#### Aim 1:
Work out how many lines of the records contain the word "reflective", counting only matches with the same case, and reply with that number alone.

#### Reading text:

■ ■ ■ ■ ■ ■ ■

The Downfall of Dote: Where is the Multi-Million Dollar Influencer Focused, Shopping App Now?

MEBE Mag
9 min readJan 8, 2022

--

Dote Shopping App

In 2014, Lauren Farleigh, CEO, and founder of Dote officially launched her company. Farleigh gained experience in mobile technology as a Bain consultant and at the mobile games studio Pocket Gems before creating Dote, a shopping app. The app began with a six-month process of Farleigh developing it, bringing on a team of talented engineers, designers, and creatives who provided her with fresh perspectives. Looking back on her journey of launching Dote, Farleigh prides herself in hiring thoughtful people that helped Dote become the company it once was, attributing the team to be one that values inclusiveness, positivity, and open communication. “A diversity of opinions and perspectives leads to the best decision making and we have a very diverse team,” says Farleigh. However, it seemed like this was not the case during the final months of Dote as a company. Farleigh had Gwyneth Paltrow as an advisor for Dote and others such as Will.i.am, Jessica Alba, Gary Vaynerchuk, sharing their expertise and advice. All things pointed to a promising future for the company.

Dote was designed “as a destination for Gen Z shoppers to discover, save and shop styles from their favorite brands, including Asos, Brandy Melville, Zara, Urban Outfitters, and Princess Polly.” The Dote app hosted 150 retailers on its platform. Not only did the public seem to love Dote, with the average user returning to the app 15 times per month, but investors also seemed to have faith in it as well, with the company acquiring $23 million in funding since its launch. They not only believed in the platform they believed in the vision. On top of Dote preaching inclusiveness within the workplace, they also promoted it as the vision for its consumers, which eventually led to their downfall.

Message Doesn’t Match the Actions

From the beginning of Dote's existence, the company’s marketing efforts have been targeted at Generation Z. They used some of the biggest influencers that catered to this generation to cultivate their brand identity. The company would use these influencers in social media posts, incentivize them to create their own content both on the app and on their own social media platforms, and take them on influencer trips to build this culture around their brand. They took these young influencers to Fiji, the Coachella Music Festival, and a multitude of other destinations. Dote quickly gained popularity from the exposure in utilizing these influencers that catered to millions of young girls in their target demographic. However this popularity came with adhering to the demands of the generation, diversity being one of them. Because Dote prided itself on inclusiveness and diversity from the very beginning they were expected to meet these requests with ease.

Although Dote began to incorporate more young women of color in their social media content and eventually influencer trips, the disconnect was soon revealed to the public. The minority influencers that were invited on these Dote trips began revealing their experiences and how they greatly differed from that of the white influencers who were invited. One influencer, in particular, Kianna Naomi, spoke about the company’s photographers not wanting to take photos of her on an influencer trip to Fiji while the other non-minority influencers were being constantly photographed on the trip. Naomi went on to say that Dote would circulate the few photos that she did take on the trip for the sake of diversity, hinting at the tokenism Dote uses to be deemed acceptable in today’s society. This was back when Naomi was the only woman of color who was invited to these dote influencer trips. Although this altercation occurred in August 2018, the public exposure of Dote’s ethical issue of discrimination took off in April 2019.

■ ■ ■ ■ ■ ■ ■

#### Stored records:
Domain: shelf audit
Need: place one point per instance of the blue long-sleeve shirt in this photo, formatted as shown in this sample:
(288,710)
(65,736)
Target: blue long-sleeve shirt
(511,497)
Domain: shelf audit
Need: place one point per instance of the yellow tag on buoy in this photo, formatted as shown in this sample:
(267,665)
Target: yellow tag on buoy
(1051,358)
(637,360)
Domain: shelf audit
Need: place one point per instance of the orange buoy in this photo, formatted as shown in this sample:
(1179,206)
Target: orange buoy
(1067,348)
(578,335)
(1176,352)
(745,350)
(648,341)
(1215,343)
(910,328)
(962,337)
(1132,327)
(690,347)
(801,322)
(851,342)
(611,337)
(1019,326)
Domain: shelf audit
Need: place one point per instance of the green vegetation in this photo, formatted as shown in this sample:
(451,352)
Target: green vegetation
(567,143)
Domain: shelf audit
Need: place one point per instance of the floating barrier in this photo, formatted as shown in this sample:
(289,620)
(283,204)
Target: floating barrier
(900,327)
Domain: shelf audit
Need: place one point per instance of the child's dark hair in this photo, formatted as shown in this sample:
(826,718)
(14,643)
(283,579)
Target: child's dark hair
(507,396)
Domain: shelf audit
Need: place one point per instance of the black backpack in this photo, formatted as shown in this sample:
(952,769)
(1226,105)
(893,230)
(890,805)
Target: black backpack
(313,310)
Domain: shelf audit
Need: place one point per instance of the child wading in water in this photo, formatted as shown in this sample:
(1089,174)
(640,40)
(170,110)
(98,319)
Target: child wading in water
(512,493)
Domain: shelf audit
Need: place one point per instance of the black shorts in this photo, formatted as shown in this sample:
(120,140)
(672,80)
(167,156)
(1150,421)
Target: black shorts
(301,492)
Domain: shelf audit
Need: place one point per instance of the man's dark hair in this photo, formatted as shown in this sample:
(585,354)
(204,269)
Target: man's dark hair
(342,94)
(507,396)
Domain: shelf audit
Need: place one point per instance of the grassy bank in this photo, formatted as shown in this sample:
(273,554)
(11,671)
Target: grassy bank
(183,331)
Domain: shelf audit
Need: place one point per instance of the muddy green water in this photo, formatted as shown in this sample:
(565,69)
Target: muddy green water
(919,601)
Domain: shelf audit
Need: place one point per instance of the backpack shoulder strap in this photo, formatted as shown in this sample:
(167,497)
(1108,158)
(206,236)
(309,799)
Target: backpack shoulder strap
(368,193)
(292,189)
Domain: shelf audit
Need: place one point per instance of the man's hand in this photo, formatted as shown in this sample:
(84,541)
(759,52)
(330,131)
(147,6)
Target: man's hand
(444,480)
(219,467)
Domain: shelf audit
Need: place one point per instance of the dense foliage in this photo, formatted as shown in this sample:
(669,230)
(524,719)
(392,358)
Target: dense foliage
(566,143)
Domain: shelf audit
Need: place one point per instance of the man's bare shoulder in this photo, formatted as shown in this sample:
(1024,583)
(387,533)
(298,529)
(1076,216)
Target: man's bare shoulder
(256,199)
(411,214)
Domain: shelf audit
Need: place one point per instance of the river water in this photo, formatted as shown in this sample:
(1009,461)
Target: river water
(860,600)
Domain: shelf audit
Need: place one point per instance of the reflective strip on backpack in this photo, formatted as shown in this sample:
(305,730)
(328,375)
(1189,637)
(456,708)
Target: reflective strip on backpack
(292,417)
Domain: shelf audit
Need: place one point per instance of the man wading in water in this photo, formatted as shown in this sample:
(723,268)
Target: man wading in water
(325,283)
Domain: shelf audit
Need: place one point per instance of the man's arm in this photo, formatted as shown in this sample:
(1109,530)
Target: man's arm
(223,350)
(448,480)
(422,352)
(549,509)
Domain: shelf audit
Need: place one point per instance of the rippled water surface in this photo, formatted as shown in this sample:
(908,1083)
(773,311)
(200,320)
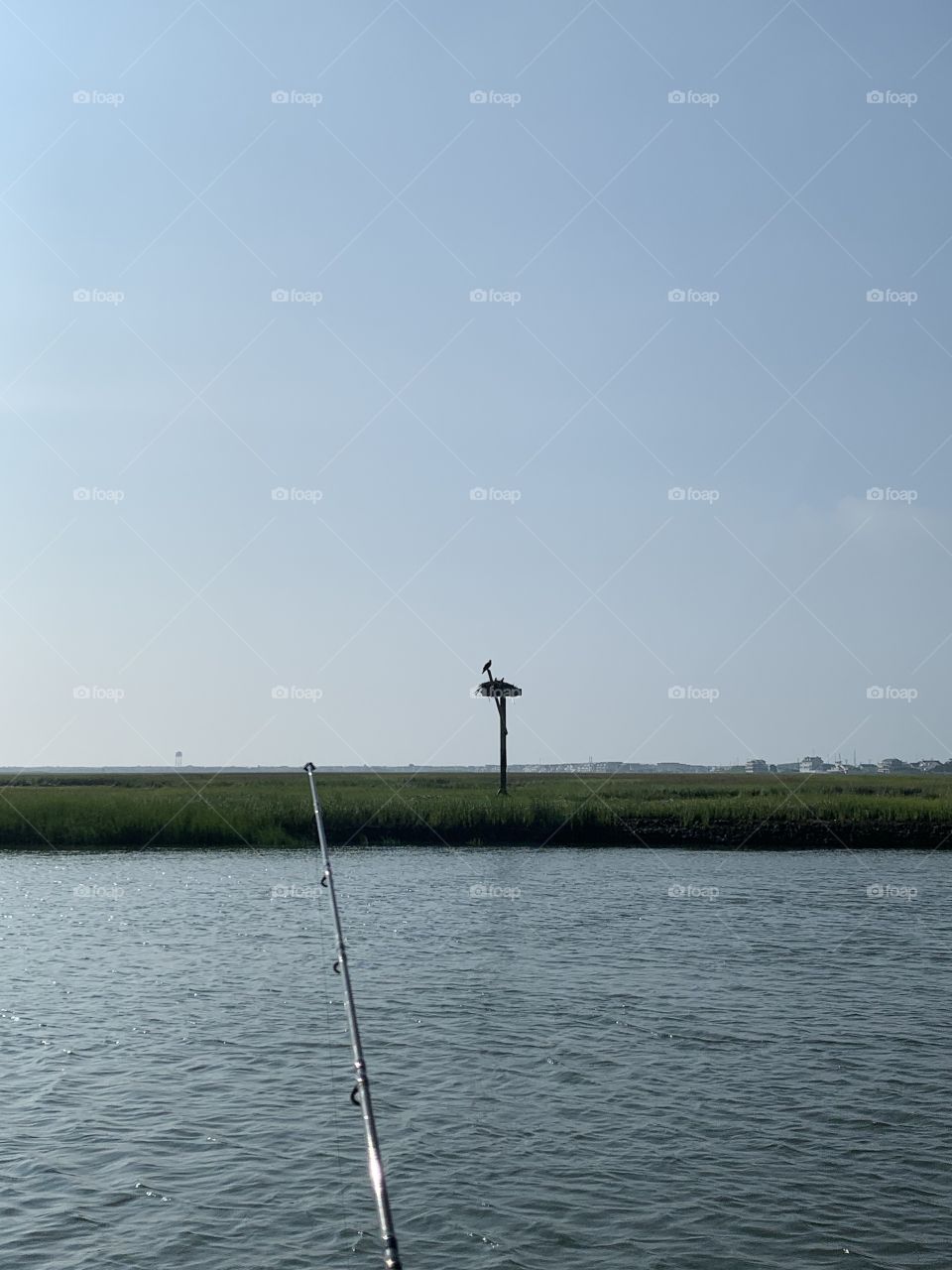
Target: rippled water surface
(588,1072)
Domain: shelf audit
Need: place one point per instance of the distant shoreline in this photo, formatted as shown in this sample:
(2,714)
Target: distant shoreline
(258,811)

■ ■ ■ ■ ■ ■ ■

#### Aim 2:
Extend the article on the Dote shopping app, beginning right after its final sentence.

#### Task result 1:
2

#### Task result 2:
For Coachella 2019, Dote decided to invite a group of influencers, yet again, to promote the ‘dote lifestyle’. This time, however, they adhered to the customer’s request to have more diversity, including about six women of color. Although this seemed like a step in the right direction for the company, it was what unraveled their tokenism and surface-level diversity. On April 19, 2020, one of their invited influencers, Danielle Perkins, posted their Coachella vlog which unintentionally began to reveal Dote’s discrimination and mistreatment of minority influencers. Perkins had a portion of the vlog when she spoke about the conditions of the house that all the girls stayed during the trips in which it was revealed that it was obviously segregated in a way that every minority girl was on one side of the house and had couches to sleep on and all of the non-minority influencers were on the other. Whether intentional or not, this was enough for many customers to stop supporting the app. Shortly after Perkins’ video was uploaded many of the other women of color who were invited on these Dote trips began to speak about their own experiences, slowly painting the picture that this was not a one-off experience and that Dote had a discrimination problem. Another influencer, Penny Tovar, commented on one of the girls’ videos about the Coachella trip pointing out her own experience with dote being one of the two women of color on the trip. Tovar wrote, “Our room was an office in the attic while everyone else had gorgeous victorian bedrooms. I decided to give them the benefit of the doubt, but seeing this… There is a problem.”

There was no hiding it, Dote had a racism problem, and the generation that they depended on widely stopped supporting them. People began speaking about their discrimination across social media and making YouTube videos about it, reassuring the voices of the girls who had been mistreated. Although Dote was given accolades for having a distinctive approach to strategy, informed by theories of culture, society, and politics. They failed to rectify their standing with generation Z, whose moral expectations are higher than most for modern companies. The crowd culture that Dote was dependent on went hand in hand with the fallback they encountered after the ethical dilemma was exposed.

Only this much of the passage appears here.